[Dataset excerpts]
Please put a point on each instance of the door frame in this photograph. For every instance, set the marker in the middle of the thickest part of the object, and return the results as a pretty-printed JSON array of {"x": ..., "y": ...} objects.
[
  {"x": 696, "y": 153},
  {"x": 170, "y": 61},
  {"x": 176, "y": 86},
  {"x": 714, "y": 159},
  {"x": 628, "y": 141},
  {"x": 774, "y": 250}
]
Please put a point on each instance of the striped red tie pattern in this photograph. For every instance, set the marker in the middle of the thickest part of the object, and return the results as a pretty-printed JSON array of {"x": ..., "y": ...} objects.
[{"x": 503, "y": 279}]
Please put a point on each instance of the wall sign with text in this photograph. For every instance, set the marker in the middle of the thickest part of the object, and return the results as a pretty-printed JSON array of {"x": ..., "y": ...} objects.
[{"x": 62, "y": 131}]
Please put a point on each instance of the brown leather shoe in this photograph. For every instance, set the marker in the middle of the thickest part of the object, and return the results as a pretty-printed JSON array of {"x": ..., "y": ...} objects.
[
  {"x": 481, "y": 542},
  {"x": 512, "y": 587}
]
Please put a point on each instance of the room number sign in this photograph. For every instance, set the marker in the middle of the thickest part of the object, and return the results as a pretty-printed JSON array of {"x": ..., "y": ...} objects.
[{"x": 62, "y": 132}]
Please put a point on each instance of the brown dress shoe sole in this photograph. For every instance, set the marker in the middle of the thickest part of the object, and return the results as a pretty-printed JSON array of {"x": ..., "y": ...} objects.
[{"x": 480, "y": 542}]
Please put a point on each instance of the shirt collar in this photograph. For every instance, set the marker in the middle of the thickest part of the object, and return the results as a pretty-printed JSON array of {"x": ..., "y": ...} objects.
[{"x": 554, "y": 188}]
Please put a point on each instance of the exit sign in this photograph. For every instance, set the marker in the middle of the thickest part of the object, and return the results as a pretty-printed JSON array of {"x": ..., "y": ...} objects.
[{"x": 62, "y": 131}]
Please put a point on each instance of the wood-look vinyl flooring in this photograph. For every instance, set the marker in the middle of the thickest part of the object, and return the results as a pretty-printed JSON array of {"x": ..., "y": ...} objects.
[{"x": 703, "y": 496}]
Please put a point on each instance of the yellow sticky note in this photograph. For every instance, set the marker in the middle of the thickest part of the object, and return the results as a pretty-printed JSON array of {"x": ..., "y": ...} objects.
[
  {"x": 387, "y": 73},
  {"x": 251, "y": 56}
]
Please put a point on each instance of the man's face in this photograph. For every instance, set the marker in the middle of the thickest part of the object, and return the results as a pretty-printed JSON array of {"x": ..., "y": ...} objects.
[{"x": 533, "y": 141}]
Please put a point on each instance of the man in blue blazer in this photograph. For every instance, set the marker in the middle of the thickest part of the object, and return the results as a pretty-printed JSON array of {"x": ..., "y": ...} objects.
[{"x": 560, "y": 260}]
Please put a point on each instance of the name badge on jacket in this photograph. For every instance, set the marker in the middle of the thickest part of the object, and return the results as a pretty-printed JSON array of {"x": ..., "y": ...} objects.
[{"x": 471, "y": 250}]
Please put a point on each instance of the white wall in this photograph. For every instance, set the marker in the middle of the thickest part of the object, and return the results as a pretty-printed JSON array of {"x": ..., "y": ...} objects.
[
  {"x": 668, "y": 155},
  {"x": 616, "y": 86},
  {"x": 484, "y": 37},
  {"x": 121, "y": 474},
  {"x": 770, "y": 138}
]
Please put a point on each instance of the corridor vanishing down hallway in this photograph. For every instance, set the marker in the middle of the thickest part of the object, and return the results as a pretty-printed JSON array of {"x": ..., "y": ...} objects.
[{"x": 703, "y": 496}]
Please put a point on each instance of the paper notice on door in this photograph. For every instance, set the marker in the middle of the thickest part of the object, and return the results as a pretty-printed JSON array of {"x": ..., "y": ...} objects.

### Work instruction
Restate every line of the data word for word.

### Your solution
Please put a point on each instance of the door frame in this photograph. For every instance, set the marker in the middle of the thickest part of the object, and return the results as a pretty-printed JSON array of {"x": ..., "y": ...} objects.
[
  {"x": 696, "y": 153},
  {"x": 170, "y": 61},
  {"x": 176, "y": 86},
  {"x": 714, "y": 159},
  {"x": 628, "y": 141},
  {"x": 774, "y": 250}
]
Please put a point on each instance of the striped red tie pattern in this photograph. For every instance, set the marker in the middle of the thickest part of the object, and return the results as a pretty-printed JSON array of {"x": ..., "y": ...} objects.
[{"x": 503, "y": 279}]
Please put a point on each instance of the wall sign with text in this photograph. For every instance, set the marker in the middle of the thickest part of the object, and return the results as a pretty-printed JSON array of {"x": ..., "y": ...} objects.
[{"x": 62, "y": 131}]
Please put a point on each instance of the brown leather shoe in this photograph. For every instance, set the marker in the middle of the thickest part of the object, and return the results as a pretty-printed JSON array of {"x": ..., "y": ...} objects.
[
  {"x": 481, "y": 542},
  {"x": 512, "y": 587}
]
Please put a point on each instance of the room number sign in this photograph. For every instance, set the marker in the middle of the thickest part of the object, and return the results as a pretty-printed JSON array of {"x": ..., "y": ...} objects.
[{"x": 62, "y": 132}]
Please put a point on each instance of the brown dress shoe sole in this photograph. For every instance, set the marker in the middle of the thickest part of the object, and return the results as a pretty-printed JSON array of {"x": ..., "y": ...} objects.
[{"x": 480, "y": 542}]
Please put a point on each instance of the shirt collar in this photograph. For every instance, set the marker in the middle of the thickest part of the object, and return the results as a pretty-printed JSON array of {"x": ..., "y": ...} objects.
[{"x": 554, "y": 188}]
Please put a point on each instance of the exit sign in this photograph. For every instance, set the marker in the middle of the thickest part of the object, and return the results as a pretty-printed JSON array of {"x": ..., "y": ...} objects.
[{"x": 62, "y": 131}]
Please put a point on each instance of the wood-look vinyl flooring in this photograph. For every instance, set the marker in the middle of the thickest part of the object, and return the results as a pretty-printed JSON array of {"x": ..., "y": ...} objects.
[{"x": 703, "y": 496}]
Please put a point on each instance of the yellow sticky note in this photograph. For every instance, set the marker in the middle of the thickest part of the object, and return the results as a pretty-printed JSON array of {"x": ..., "y": ...} objects.
[
  {"x": 387, "y": 73},
  {"x": 251, "y": 56}
]
Please put a point on each instance of the man's face in this photograph. For every instance, set the marker in the middle of the thickest part of the object, and return the results as a pretty-printed JSON array of {"x": ..., "y": ...} objects.
[{"x": 533, "y": 141}]
Please put a point on each instance of the man in blue blazer in this photograph. For every instance, set the marker in the middle of the thickest part of the object, and return the results as a pretty-printed JSON array of {"x": ..., "y": ...} objects.
[{"x": 560, "y": 260}]
Please put a point on each instance of the name badge on jacket in this photograph. For every instance, set the marker in the middle of the thickest part of the object, and return the results as a pretty-printed JSON array of {"x": ..., "y": ...} objects.
[{"x": 471, "y": 250}]
Please put a point on each instance of the white wall in this photograph. For every instance, set the marker in the middle of the thickest part of the object, and return the results as a pretty-printed JSON array of {"x": ..., "y": ...} objects.
[
  {"x": 668, "y": 155},
  {"x": 616, "y": 86},
  {"x": 484, "y": 37},
  {"x": 121, "y": 474},
  {"x": 770, "y": 138}
]
Please put a point on each instance of the corridor vanishing down hallway in this photograph. For every instance, set the marker in the middle of the thickest part of the object, and return the results as a pretty-printed JSON array of {"x": ..., "y": ...} objects.
[{"x": 703, "y": 496}]
Please put a point on each instance of the paper notice on door in this photograph. For every instance, set the marker in the middle of the thickest part of the object, and return the results as a pretty-printed JSON array of {"x": ..., "y": ...} objects.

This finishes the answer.